Bild: Die DSGVO gestattet es jeden, von Firmen Auskunft über die gespeicherten…
Das Wort „[1][Datenschutzgrundverordnung]“ hat eine ähnliche Wirkung wie
das Fingerschnipsen eines Hypnotiseurs. Sobald es fällt, beschäftigen sich
die meisten Menschen reflexartig mit irgend etwas völlig anderem. 2009 hat
sich keiner dafür interessiert, als die Verhandlungen in den EU-Gremien
begannen. Und auch nicht, als die DSGVO vor zwei Jahren in Kraft trat, aber
wegen einer Schonfrist noch keine Wirkung entfaltete. Erst in den Tagen vor
dem 25. Mai brach Hektik aus.
Vor allem Blogger und Selbstständige fingen an, ihre Webseiten irgendwie
datenschutzkonform zurechtzuzimmern. Viele brüten nun über der Frage, was
für personenbezogene Daten sie eigentlich so erheben und speichern. Die
müssen nämlich bis ins letzte Detail in einem „Verzeichnis von
Verarbeitungstätigkeiten“ aufgeschrieben werden: Jedes erfasste Einzeldatum
will darin verewigt sein mit genauer Angabe, zu welchem Zweck es
gespeichert wird, auf welcher gesetzlichen Grundlage und auch welche
Kollegen für diese Daten zuständig sind. Dazu gehört ein Löschkonzept und
natürlich muss man in der Lage sein, Auskunft zu erteilen, wenn Kunden oder
Geschäftspartner erfragen, welche Daten eigentlich über sie im Unternehmen
vorliegen.
Dabei ist die Datenschutzgrundverordnung so weit gefasst, dass sie alle
möglichen Vorgänge betrifft, die bisher ganz alltäglich und
selbstverständlich abliefen. So rätseln Fotografen gemeinsam mit Juristen
darüber, ob das Kunsturhebergesetz noch gilt. Das gestattete ihnen bisher,
in der Öffentlichkeit zu fotografieren, ohne alle Leute um Einverständnis
zu fragen, die zufällig in der Gegend herumstehen. Sogar eine Visitenkarte
kann ein Fall für den Datenschutz werden, wenn ihr Inhalt nach
Entgegennahme in ein Adressbuch übertragen wird. Klingt absurd, hat aber
ein Sprecher der Berliner Landesdatenschutzbeauftragten bestätigt.
Ein Grund, warum viele sich erst kurz vor Schluss mit der Umsetzung der
DSGVO beschäftigen, war das Gefühl, dass es nur um große Unternehmen gehe.
Das ist nicht so. Schon ein Blog, das über einen rein privaten und
familiären Charakter hinausgeht und sich an die Öffentlichkeit wendet, ist
davon betroffen. Die DSGVO gilt für Webforen von Vereinen und Privatleuten,
in denen sich Menschen über Kochrezepte oder Motorradteile austauschen,
genauso wie für Weinhändler, die eine Kundenkartei pflegen. Letztere auch,
wenn sie gar keine Webseite haben, denn die DSGVO ist „technikneutral“ und
betrifft nicht nur den Computer und die Cloud, sondern auch den
Aktenschrank. Und auch Angestellte sind davon betroffen, die von ihren
Vorgesetzten zur Erstellung von allerlei Dokumenten verdonnert wurden. Als
hätten sie nichts Besseres zu tun.

## EXTRAHIERTE EINTRÄGE
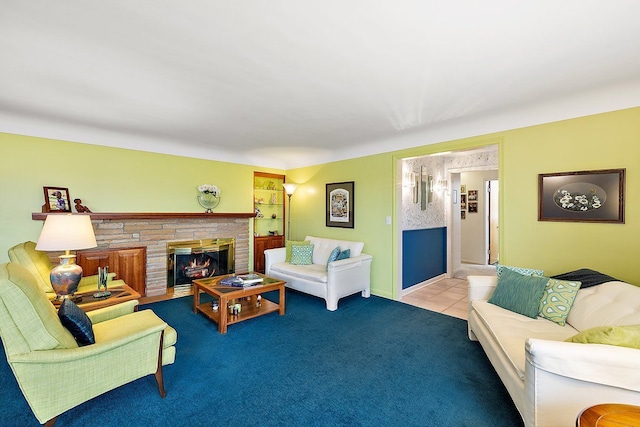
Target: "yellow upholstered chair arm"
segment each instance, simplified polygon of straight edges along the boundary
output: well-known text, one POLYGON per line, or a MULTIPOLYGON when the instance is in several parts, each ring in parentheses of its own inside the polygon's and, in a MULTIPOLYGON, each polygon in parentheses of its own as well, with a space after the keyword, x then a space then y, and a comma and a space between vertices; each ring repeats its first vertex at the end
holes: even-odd
MULTIPOLYGON (((121 316, 105 321, 103 325, 107 323, 108 326, 101 328, 101 330, 94 329, 96 334, 95 344, 68 349, 32 351, 16 354, 8 357, 8 359, 11 363, 34 364, 59 364, 87 359, 86 362, 90 364, 100 354, 108 353, 118 347, 135 343, 136 341, 143 343, 142 339, 146 336, 157 335, 159 337, 167 327, 167 324, 153 314, 151 310, 144 310, 129 316, 121 316), (136 314, 140 314, 140 316, 136 314)), ((143 347, 146 347, 146 345, 143 344, 143 347)), ((125 363, 126 361, 120 362, 125 363)), ((77 365, 76 367, 79 369, 80 366, 82 365, 77 365)))

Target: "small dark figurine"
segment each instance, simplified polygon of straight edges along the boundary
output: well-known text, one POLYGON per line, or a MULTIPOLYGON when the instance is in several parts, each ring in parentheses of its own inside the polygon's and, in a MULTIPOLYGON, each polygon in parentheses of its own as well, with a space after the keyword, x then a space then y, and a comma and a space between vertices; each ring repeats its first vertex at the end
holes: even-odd
POLYGON ((78 211, 78 213, 91 213, 91 209, 86 206, 82 206, 82 199, 73 199, 73 202, 76 204, 76 211, 78 211))

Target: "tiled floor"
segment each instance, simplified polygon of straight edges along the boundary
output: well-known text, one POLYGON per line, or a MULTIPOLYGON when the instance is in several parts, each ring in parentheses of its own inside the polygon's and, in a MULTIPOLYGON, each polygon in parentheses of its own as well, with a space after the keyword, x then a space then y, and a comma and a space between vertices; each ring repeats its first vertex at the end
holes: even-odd
POLYGON ((441 279, 403 296, 401 301, 467 320, 467 281, 441 279))

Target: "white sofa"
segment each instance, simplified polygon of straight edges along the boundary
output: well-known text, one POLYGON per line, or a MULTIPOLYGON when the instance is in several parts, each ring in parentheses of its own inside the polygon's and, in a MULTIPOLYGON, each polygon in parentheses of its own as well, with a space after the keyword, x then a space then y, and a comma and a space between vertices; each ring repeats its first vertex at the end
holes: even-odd
POLYGON ((640 324, 640 288, 610 281, 580 289, 560 326, 489 303, 497 277, 468 280, 469 338, 482 345, 525 426, 575 426, 600 403, 640 405, 640 350, 565 342, 597 326, 640 324))
POLYGON ((337 310, 340 298, 356 292, 369 298, 373 257, 362 253, 363 242, 313 236, 305 240, 313 245, 313 264, 292 265, 285 262, 285 248, 268 249, 264 251, 265 274, 286 281, 288 288, 324 298, 330 311, 337 310), (338 246, 342 251, 349 249, 351 256, 327 265, 331 251, 338 246))

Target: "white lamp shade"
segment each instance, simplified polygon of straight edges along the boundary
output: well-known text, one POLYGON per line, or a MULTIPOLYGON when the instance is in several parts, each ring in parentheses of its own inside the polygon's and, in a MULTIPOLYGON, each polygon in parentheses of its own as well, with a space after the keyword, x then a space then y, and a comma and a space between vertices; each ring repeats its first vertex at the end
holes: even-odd
POLYGON ((293 192, 296 191, 296 188, 298 188, 297 184, 282 184, 282 186, 288 195, 292 195, 293 192))
POLYGON ((50 214, 44 221, 36 249, 68 251, 98 246, 89 215, 50 214))

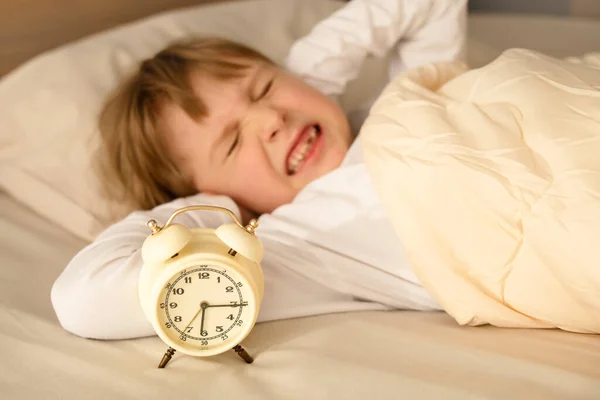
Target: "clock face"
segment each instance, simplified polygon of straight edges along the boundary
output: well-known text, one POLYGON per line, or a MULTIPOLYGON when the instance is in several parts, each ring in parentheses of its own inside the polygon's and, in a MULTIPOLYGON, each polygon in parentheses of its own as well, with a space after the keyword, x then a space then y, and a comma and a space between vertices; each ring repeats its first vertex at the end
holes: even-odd
POLYGON ((173 347, 212 355, 231 349, 247 335, 256 304, 246 279, 235 270, 198 265, 163 286, 157 307, 161 336, 173 347))

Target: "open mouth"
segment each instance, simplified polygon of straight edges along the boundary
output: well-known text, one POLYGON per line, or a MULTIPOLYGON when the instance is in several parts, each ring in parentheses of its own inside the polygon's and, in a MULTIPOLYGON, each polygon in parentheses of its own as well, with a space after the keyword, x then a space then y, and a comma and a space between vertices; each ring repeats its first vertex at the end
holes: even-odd
POLYGON ((300 170, 313 152, 319 136, 321 136, 321 127, 316 124, 310 125, 302 131, 286 159, 286 170, 288 175, 294 175, 300 170))

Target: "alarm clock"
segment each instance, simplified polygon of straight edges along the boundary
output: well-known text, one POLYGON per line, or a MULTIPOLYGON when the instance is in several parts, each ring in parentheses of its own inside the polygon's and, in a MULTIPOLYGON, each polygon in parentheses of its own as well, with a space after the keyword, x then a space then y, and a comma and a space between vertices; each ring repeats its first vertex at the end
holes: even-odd
POLYGON ((240 343, 256 323, 264 294, 258 221, 244 226, 227 208, 197 205, 176 210, 163 227, 155 220, 147 225, 138 295, 146 318, 169 346, 158 367, 176 350, 208 357, 233 349, 252 363, 240 343), (216 229, 173 223, 181 213, 200 210, 224 212, 233 222, 216 229))

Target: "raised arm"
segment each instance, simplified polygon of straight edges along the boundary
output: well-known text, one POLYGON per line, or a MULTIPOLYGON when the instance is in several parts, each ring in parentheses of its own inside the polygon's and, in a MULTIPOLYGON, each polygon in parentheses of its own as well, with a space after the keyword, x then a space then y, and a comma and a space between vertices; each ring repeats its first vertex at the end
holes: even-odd
POLYGON ((339 95, 369 55, 391 55, 389 78, 463 56, 467 0, 352 0, 290 49, 286 66, 339 95))

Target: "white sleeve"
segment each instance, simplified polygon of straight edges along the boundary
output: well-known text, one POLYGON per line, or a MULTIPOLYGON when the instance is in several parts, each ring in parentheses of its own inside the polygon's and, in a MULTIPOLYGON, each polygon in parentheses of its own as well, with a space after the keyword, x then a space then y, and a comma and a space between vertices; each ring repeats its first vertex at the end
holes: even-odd
POLYGON ((463 57, 467 0, 352 0, 299 39, 285 65, 328 95, 342 94, 368 55, 391 53, 389 78, 463 57))
MULTIPOLYGON (((140 248, 149 234, 146 223, 150 219, 164 223, 176 209, 197 204, 226 207, 239 217, 239 209, 230 198, 198 194, 151 211, 134 212, 81 250, 51 291, 52 304, 63 328, 78 336, 95 339, 154 335, 142 311, 137 290, 142 266, 140 248)), ((214 228, 231 220, 218 212, 190 212, 179 215, 177 222, 190 228, 214 228)), ((328 280, 323 275, 306 276, 295 272, 307 262, 304 254, 308 249, 282 249, 277 240, 270 239, 264 244, 265 296, 259 321, 384 308, 356 301, 351 295, 321 285, 320 280, 328 280)))

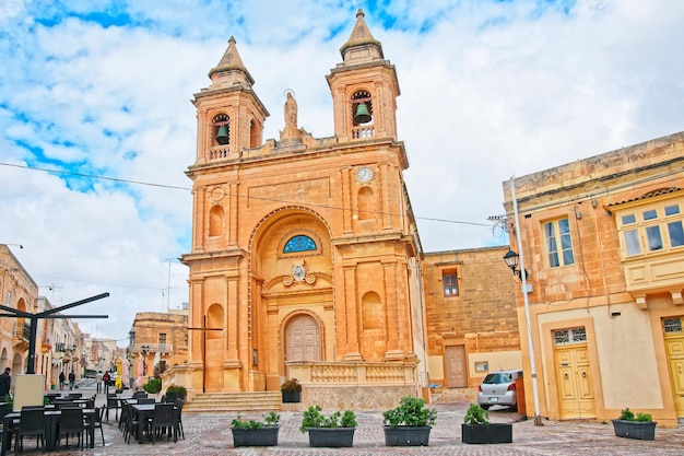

## ARBEITSANWEISUNGEN
a) Entnehmen Sie dem Auszug zur DSGVO die Stelle von „Dabei ist die“ bis einschließlich „große Unternehmen gehe.“ und geben Sie sie wortgetreu wieder.
b) Beantworten Sie anhand des Auszugs zur DSGVO die folgenden Fragen:
(i) In welchem Jahr begannen die Verhandlungen in den EU-Gremien?
(ii) Welches Gesetz erlaubte es Fotografen bisher, in der Öffentlichkeit zu fotografieren, ohne alle Anwesenden um Einverständnis zu bitten?
(iii) Warum gilt die DSGVO auch für Weinhändler mit Kundenkartei, die gar keine Webseite haben?
Die Einträge haben mit dem Auszug nichts zu tun.

## LÖSUNGEN DER AUFGABEN
a)
Dabei ist die Datenschutzgrundverordnung so weit gefasst, dass sie alle
möglichen Vorgänge betrifft, die bisher ganz alltäglich und
selbstverständlich abliefen. So rätseln Fotografen gemeinsam mit Juristen
darüber, ob das Kunsturhebergesetz noch gilt. Das gestattete ihnen bisher,
in der Öffentlichkeit zu fotografieren, ohne alle Leute um Einverständnis
zu fragen, die zufällig in der Gegend herumstehen. Sogar eine Visitenkarte
kann ein Fall für den Datenschutz werden, wenn ihr Inhalt nach
Entgegennahme in ein Adressbuch übertragen wird. Klingt absurd, hat aber
ein Sprecher der Berliner Landesdatenschutzbeauftragten bestätigt.
Ein Grund, warum viele sich erst kurz vor Schluss mit der Umsetzung der
DSGVO beschäftigen, war das Gefühl, dass es nur um große Unternehmen gehe.

b)
(i) Die Verhandlungen begannen 2009.
(ii) Das war das Kunsturhebergesetz.
(iii) Die DSGVO ist „technikneutral“. Sie betrifft nicht nur den Computer und die Cloud, sondern auch den Aktenschrank.